━━ Teks yang Diberikan ━━
PALANGKA RAYA-Dualisme kepenguruan yayasan penyelenggara Sekolah Tinggi Ilmu Hukum (STIH) Tambun Bungai terus bergulir. Kondisi ini membuat Lembaga Layanan Pendidikan Tinggi (LL Dikti) akan turun menemui kedua kubu.
Kepala LL Dikti Wilayah XI Prof Udiansyah MS menjelaskan, penyebab STIH Tambun Bungai mendapat sanksi Ditjen Dikti Kementerian Pendidikan dan Kebudayaan (Kemendikbud), yakni karena berdasarkan pemeriksaan pihak Ditjen Dikti, diketahui tidak ada kubu yang mempunyai SK penetapan dari Kemendikbud sebagai badan yang menyelenggarakan STIH Tambun Bungai.
Dikatakan Prof Udiansyah, baik kepengurusan Yayasan Tambun Bungai yang dipimpin oleh Jambri Bustan yang diangkat dan ditetapkan berdasarkan akta notaris nomor 1 tahun 2006 yang kemudian mengangkat Dekie GG Kasenda sebagai ketua STIH saat ini, maupun kubu ketua Yayasan Tambun Bungai yang dipimpin Afridel Djinu yang ditetapkan berdasarkan akta notaris nomor 39 tahun 2020, sama-sama belum mendapatkan SK penetapan sebagai badan penyelenggara yang menyelenggarakan kegiatan pendidikan di STIH Tambun Bungai.
━━━
• Soal yang Dikerjakan:
Kembalikan tanpa perubahan bagian berita tentang STIH Tambun Bungai yang diawali dengan "Kepala LL Dikti" dan berlanjut sampai "di STIH Tambun Bungai.".
━━ Informasi yang Disediakan ━━
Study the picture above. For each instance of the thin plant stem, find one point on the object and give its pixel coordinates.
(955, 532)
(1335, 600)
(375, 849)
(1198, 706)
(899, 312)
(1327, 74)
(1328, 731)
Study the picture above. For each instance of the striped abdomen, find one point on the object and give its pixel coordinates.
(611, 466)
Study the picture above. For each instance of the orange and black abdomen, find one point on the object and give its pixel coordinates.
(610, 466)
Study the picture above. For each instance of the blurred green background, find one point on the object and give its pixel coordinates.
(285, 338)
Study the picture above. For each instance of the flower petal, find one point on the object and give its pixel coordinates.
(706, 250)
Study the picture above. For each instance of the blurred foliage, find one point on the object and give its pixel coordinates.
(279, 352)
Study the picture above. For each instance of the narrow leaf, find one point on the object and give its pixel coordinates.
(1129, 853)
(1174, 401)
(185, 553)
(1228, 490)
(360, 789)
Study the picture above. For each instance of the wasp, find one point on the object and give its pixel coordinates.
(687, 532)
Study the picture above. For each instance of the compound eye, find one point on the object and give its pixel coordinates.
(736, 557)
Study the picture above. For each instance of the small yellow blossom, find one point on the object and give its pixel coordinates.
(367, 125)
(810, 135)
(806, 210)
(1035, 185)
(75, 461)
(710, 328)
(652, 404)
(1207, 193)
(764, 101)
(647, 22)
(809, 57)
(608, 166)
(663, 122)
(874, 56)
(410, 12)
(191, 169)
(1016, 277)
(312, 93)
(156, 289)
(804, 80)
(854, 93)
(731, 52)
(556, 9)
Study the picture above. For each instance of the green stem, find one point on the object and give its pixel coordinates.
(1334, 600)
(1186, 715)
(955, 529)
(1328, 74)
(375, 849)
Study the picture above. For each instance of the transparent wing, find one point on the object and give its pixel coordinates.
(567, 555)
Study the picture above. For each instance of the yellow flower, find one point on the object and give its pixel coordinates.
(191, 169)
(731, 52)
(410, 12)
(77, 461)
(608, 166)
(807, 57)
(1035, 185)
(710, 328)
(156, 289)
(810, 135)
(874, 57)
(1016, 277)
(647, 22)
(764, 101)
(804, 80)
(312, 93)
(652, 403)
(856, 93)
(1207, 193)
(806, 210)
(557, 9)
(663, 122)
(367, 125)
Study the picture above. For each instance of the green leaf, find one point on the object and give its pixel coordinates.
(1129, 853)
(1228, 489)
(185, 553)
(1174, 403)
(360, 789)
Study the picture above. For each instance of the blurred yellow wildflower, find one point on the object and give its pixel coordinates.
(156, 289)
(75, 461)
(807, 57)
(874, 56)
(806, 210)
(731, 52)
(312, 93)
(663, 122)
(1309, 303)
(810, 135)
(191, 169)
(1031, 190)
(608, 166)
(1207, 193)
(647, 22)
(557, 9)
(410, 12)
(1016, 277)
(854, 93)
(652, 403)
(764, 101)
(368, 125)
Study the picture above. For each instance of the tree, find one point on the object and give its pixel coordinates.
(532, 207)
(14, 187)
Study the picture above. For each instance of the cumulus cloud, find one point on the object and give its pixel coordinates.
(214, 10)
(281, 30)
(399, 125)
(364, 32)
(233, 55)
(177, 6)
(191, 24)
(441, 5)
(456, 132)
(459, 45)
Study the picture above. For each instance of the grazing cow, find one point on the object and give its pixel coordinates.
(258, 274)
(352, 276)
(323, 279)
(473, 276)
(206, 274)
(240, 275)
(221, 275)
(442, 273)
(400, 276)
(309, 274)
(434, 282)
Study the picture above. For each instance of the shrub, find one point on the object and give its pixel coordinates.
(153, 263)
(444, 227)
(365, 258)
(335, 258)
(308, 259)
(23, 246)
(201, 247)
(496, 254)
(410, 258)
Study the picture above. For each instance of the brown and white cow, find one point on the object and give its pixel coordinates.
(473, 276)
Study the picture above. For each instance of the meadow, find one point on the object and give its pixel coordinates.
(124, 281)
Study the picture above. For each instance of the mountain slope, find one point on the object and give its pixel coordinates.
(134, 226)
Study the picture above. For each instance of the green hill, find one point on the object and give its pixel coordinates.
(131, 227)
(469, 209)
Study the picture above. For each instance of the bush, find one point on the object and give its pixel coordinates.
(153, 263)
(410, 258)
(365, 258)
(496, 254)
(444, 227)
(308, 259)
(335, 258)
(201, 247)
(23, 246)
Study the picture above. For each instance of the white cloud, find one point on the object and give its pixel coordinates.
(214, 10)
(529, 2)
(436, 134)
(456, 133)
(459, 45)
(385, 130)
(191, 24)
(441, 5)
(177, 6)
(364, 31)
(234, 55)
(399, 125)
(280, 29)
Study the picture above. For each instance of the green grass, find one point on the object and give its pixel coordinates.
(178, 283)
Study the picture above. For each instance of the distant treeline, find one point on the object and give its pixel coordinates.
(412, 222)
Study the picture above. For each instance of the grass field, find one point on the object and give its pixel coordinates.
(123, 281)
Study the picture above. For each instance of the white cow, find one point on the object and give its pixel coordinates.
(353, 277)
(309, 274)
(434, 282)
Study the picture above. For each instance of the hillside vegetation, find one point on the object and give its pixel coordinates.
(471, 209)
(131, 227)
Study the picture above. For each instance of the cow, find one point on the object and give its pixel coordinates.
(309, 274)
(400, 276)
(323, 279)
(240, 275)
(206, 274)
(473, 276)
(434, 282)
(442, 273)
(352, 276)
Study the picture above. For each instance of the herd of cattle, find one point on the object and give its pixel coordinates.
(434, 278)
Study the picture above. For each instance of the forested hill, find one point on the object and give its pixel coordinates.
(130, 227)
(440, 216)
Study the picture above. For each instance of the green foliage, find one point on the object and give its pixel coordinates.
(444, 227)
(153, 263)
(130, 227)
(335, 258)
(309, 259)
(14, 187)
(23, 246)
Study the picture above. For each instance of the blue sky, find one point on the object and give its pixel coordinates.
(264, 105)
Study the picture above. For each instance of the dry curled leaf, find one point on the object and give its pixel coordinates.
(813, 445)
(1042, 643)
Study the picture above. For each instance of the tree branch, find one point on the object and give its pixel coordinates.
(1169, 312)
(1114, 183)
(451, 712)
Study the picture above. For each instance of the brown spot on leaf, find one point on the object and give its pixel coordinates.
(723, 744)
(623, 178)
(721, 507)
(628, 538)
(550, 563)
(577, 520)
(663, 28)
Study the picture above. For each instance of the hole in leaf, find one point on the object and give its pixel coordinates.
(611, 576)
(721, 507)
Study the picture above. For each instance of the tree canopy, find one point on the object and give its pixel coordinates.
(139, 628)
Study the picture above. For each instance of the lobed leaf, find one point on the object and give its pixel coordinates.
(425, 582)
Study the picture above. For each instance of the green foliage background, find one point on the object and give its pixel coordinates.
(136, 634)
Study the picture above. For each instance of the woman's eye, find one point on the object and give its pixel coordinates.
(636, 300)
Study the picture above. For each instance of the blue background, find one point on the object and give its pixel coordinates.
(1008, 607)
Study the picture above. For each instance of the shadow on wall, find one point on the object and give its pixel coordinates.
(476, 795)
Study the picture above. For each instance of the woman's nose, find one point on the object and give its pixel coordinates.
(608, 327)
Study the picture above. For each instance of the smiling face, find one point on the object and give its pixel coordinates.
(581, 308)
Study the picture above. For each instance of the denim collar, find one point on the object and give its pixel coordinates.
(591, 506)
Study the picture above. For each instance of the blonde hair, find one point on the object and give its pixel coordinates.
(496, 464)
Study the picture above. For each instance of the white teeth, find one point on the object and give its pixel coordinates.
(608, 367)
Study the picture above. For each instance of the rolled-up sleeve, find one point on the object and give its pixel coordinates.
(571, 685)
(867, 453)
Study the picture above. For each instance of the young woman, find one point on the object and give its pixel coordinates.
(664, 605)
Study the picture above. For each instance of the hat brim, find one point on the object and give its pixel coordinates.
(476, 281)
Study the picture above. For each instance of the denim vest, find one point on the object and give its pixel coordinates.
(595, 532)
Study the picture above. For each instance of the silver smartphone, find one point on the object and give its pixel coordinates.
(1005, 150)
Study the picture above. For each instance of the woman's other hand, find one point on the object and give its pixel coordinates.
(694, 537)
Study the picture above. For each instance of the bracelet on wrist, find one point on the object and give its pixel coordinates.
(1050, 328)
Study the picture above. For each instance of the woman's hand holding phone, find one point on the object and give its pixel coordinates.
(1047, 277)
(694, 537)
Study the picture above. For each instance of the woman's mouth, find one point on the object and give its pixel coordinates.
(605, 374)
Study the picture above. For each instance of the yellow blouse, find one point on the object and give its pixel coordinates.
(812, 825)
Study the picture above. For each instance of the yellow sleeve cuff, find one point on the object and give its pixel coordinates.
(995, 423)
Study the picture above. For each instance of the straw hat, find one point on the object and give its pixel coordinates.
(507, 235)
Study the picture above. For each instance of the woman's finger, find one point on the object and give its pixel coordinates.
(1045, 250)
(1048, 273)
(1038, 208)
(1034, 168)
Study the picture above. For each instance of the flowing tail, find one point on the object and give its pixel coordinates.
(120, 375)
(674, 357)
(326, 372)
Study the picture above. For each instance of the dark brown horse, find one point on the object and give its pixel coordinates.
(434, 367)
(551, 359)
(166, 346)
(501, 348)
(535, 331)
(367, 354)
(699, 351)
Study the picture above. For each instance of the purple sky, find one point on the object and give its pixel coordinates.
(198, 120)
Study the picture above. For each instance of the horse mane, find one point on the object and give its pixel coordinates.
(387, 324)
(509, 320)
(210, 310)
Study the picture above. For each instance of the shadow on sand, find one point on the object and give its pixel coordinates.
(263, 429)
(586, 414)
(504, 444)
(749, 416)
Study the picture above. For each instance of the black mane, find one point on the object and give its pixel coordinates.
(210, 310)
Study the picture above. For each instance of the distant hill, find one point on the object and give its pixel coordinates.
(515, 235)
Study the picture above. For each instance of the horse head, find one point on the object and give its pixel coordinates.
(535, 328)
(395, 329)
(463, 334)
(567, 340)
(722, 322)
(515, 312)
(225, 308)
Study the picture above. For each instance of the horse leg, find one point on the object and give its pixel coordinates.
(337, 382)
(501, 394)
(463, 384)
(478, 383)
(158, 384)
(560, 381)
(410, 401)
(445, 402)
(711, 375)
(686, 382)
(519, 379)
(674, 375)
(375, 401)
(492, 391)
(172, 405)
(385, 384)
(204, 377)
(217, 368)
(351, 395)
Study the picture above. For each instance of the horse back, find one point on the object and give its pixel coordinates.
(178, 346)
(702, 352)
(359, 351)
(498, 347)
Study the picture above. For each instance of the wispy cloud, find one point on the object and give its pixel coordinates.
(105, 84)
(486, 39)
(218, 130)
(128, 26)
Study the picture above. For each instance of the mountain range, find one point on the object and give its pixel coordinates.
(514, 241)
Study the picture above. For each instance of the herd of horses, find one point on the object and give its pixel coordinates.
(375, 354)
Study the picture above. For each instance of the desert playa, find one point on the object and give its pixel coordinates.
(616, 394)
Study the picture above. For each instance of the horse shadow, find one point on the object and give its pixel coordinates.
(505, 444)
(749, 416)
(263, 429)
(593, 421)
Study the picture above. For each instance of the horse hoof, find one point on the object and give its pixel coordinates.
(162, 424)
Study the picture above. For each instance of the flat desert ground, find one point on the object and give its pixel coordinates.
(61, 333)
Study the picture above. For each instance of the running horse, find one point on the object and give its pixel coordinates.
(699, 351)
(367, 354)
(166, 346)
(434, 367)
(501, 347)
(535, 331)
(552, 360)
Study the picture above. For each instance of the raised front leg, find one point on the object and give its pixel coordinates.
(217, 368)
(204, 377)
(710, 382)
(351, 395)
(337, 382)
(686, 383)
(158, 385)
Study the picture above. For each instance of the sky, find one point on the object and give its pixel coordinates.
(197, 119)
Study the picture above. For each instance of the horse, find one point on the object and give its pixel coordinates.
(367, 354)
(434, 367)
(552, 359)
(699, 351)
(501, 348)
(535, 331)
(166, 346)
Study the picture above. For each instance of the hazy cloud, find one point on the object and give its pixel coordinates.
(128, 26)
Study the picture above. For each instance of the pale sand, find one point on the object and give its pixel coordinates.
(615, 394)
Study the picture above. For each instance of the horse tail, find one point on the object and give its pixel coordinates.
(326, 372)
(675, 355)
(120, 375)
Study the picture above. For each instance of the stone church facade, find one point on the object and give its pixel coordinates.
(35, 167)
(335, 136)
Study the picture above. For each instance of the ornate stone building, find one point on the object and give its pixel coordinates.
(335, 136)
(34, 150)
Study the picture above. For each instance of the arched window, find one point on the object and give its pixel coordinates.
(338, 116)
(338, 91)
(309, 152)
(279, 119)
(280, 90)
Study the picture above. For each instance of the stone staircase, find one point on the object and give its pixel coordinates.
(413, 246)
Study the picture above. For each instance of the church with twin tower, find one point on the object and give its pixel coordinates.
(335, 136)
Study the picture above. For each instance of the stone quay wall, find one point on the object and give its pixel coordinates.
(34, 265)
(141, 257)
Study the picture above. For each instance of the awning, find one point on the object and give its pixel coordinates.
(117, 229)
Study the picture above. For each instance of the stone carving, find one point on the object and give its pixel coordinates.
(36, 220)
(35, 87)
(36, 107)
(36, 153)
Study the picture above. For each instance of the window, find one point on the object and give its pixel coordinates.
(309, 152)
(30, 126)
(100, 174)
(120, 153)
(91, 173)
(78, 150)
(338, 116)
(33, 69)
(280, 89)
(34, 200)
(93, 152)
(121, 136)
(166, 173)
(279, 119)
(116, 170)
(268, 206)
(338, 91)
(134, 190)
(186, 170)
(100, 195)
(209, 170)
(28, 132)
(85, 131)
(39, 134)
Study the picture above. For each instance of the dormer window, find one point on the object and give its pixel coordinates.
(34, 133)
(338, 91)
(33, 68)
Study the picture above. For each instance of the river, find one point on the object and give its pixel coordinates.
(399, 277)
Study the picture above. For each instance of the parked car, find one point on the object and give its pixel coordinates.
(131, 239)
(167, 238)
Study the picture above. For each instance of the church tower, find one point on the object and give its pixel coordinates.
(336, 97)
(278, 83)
━━━
• Jawaban Tertulis:
Kepala LL Dikti Wilayah XI Prof Udiansyah MS menjelaskan, penyebab STIH Tambun Bungai mendapat sanksi Ditjen Dikti Kementerian Pendidikan dan Kebudayaan (Kemendikbud), yakni karena berdasarkan pemeriksaan pihak Ditjen Dikti, diketahui tidak ada kubu yang mempunyai SK penetapan dari Kemendikbud sebagai badan yang menyelenggarakan STIH Tambun Bungai.
Dikatakan Prof Udiansyah, baik kepengurusan Yayasan Tambun Bungai yang dipimpin oleh Jambri Bustan yang diangkat dan ditetapkan berdasarkan akta notaris nomor 1 tahun 2006 yang kemudian mengangkat Dekie GG Kasenda sebagai ketua STIH saat ini, maupun kubu ketua Yayasan Tambun Bungai yang dipimpin Afridel Djinu yang ditetapkan berdasarkan akta notaris nomor 39 tahun 2020, sama-sama belum mendapatkan SK penetapan sebagai badan penyelenggara yang menyelenggarakan kegiatan pendidikan di STIH Tambun Bungai.